- **PASSAGE GIVEN**:
+ + + + +
So what’s the point? Getting caught up on terminology or the novelty of your technology or your idea doesn’t help. It doesn’t guarantee success. Jake Knapp from Google Ventures and author of the book “Sprint” illustrates this point vividly when he reflects on the example of Melitta Bentz:
“We all want a flash of divine inspiration that changes the world — and impresses our teammates. We want to create something completely new. But amazing ideas don’t happen like that. The lesson of Melitta Bentz is that great innovation is built on existing ideas, repurposed with vision. Coffee filters had been tried before, but they were made of cloth. And the blotting paper? It was just sitting there.”
This is great news for all of us aspiring innovators and entrepreneurs. The question that matters is: how do you get to be able to build on an existing idea and repurpose it with vision? This is what I refer to as “the art and science of innovation”.
The art and science of innovation
Innovation is every bit an art as it is a science because it takes those magical moments of creativity that you later can’t explain to your colleagues as well as bullet-proof methodologies and ideation processes. Let’s explore a few of the cornerstones of innovation — both artful and scientific.
Creativity
I strongly believe that every person is able to have good ideas. It just takes the right tools. Think about hammering a nail into the wall to put up a newly framed picture — kind of hard to do with a sponge. There are a host of creativity methods you can choose from and don’t be surprised if you need a few tries until you find what works best for you and your team. Just a few days ago our entire team participated in a session called “rapid idea sketching”. Teams of two had to come up with three ideas, pick their favorite, create Pro-forma personas, write out the problem and solution, and sketch it — in total six steps that we went through in just 30 minutes! Out came 18 ideas, obviously not all Hyperloop-type quality, but a good hand full is definitely worth exploring further. We had a team of students that visited us ideate with Lego Serious Play on the topic of the office of the future — from completely energy-autonomous buildings to completely virtual environments, the ideas that came out were wild and great.
+ + + + +
- **Object point labels**:
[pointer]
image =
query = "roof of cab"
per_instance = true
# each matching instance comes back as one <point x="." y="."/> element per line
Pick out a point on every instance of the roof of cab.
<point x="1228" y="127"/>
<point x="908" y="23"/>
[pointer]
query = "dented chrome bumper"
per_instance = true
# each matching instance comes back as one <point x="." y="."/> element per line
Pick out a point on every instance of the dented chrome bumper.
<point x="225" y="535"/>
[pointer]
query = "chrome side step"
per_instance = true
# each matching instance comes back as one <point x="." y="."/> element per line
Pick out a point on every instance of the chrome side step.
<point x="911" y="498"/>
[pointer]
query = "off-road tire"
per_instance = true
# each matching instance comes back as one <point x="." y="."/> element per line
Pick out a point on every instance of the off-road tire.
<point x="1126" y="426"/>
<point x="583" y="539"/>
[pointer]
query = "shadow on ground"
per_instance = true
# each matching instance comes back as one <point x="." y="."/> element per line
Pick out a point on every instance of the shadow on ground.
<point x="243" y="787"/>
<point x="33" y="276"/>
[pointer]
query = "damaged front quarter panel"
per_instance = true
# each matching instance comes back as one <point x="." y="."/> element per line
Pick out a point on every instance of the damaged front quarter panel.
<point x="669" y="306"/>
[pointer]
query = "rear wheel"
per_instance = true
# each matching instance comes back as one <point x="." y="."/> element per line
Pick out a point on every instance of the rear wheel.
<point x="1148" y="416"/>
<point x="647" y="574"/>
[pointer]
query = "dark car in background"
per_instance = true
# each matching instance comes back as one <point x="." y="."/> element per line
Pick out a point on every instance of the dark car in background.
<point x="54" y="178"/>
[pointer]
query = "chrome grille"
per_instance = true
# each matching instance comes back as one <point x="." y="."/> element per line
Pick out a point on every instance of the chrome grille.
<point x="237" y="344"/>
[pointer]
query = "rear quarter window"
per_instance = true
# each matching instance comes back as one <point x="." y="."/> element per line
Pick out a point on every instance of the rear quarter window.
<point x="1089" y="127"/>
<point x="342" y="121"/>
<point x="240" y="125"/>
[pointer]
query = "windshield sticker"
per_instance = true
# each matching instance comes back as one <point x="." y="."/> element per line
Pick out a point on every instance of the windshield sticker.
+ + + + +
Please write out the part of the innovation passage that opens with "This is great" and closes with "artful and scientific.", swapping "bullet-proof methodologies" for "proven methods".

This is great news for all of us aspiring innovators and entrepreneurs. The question that matters is: how do you get to be able to build on an existing idea and repurpose it with vision? This is what I refer to as “the art and science of innovation”.
The art and science of innovation
Innovation is every bit an art as it is a science because it takes those magical moments of creativity that you later can’t explain to your colleagues as well as proven methods and ideation processes. Let’s explore a few of the cornerstones of innovation — both artful and scientific.